PROBLEM: Line by line, transcribe all of the entries exactly.

[Collected data entries]
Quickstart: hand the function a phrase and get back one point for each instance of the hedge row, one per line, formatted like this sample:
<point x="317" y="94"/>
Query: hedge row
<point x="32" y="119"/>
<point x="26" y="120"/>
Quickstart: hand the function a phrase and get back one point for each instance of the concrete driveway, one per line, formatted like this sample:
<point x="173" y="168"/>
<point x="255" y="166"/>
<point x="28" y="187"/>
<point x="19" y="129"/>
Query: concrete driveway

ANSWER SECTION:
Quickstart: hand the function a phrase and get back one point for each instance of the hedge row, one per line, formatted like this sample:
<point x="317" y="94"/>
Query: hedge row
<point x="32" y="119"/>
<point x="26" y="120"/>
Quickstart: hand the function a phrase and get back one point for each instance of the concrete driveway, one per line, formatted like this sample:
<point x="173" y="168"/>
<point x="255" y="166"/>
<point x="28" y="187"/>
<point x="19" y="129"/>
Query: concrete driveway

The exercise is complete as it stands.